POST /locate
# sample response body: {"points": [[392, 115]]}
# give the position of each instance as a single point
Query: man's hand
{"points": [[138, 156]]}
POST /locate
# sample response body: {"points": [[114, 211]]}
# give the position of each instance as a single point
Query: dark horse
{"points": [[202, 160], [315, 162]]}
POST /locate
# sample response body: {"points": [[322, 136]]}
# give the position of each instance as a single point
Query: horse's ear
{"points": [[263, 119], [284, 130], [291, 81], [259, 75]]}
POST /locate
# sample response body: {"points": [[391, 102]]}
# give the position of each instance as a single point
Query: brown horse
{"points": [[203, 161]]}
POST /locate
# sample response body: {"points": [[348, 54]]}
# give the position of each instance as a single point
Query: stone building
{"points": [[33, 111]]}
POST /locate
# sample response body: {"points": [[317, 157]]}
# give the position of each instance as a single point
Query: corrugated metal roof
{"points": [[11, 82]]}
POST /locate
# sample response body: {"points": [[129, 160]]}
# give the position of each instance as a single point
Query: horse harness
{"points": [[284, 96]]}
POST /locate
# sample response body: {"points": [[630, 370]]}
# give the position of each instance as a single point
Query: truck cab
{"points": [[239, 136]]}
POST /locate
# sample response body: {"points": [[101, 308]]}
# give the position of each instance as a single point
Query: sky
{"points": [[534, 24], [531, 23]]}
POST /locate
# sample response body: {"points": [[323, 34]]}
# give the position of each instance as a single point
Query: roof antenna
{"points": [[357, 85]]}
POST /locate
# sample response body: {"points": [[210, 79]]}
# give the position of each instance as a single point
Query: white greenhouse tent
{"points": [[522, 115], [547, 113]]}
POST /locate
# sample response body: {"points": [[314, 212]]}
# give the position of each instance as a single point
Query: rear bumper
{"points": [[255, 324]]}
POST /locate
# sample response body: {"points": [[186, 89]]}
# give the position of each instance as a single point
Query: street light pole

### Instruction
Please rewrite all of the material above, swapping "single point" for "one point" wherever it appears and leaving everything else unchanged.

### Written response
POST /locate
# sample response body: {"points": [[392, 115]]}
# give the position of each instance as a one point
Query: man's hand
{"points": [[138, 156]]}
POST /locate
# sample response body: {"points": [[114, 211]]}
# give the position of each instance as a one point
Query: dark horse
{"points": [[202, 160], [315, 162]]}
POST /locate
# sample response body: {"points": [[322, 136]]}
# give the position of each instance as a one point
Query: horse's ear
{"points": [[263, 119], [284, 130], [291, 81], [259, 75]]}
POST /locate
# sample response body: {"points": [[391, 102]]}
# give the position of each instance as a one point
Query: brown horse
{"points": [[203, 161]]}
POST /locate
# sample response body: {"points": [[348, 54]]}
# give the position of each instance as a one point
Query: stone building
{"points": [[33, 111]]}
POST /locate
# sample response body: {"points": [[317, 157]]}
# give the position of each instance as a one point
Query: corrugated metal roof
{"points": [[11, 82]]}
POST /locate
# sample response body: {"points": [[129, 160]]}
# give the position of each instance as a one point
Query: horse harness
{"points": [[284, 96]]}
POST /locate
# sample response body: {"points": [[630, 370]]}
# give the position of each instance as a one point
Query: truck cab
{"points": [[239, 136]]}
POST /locate
# sample response body: {"points": [[101, 308]]}
# give the position of each instance as a one point
Query: sky
{"points": [[534, 24], [531, 23]]}
POST /locate
# sample response body: {"points": [[323, 34]]}
# give the position of each instance as a one point
Query: roof antenna
{"points": [[357, 85]]}
POST /locate
# sample response body: {"points": [[210, 79]]}
# give the position of each instance as a one point
Query: white greenhouse tent
{"points": [[522, 115], [547, 113]]}
POST /locate
# sample response body: {"points": [[314, 212]]}
# give the position of each instance as a one point
Query: rear bumper
{"points": [[255, 324]]}
POST /locate
# sample response body: {"points": [[186, 89]]}
# give the position of each instance as a one point
Query: street light pole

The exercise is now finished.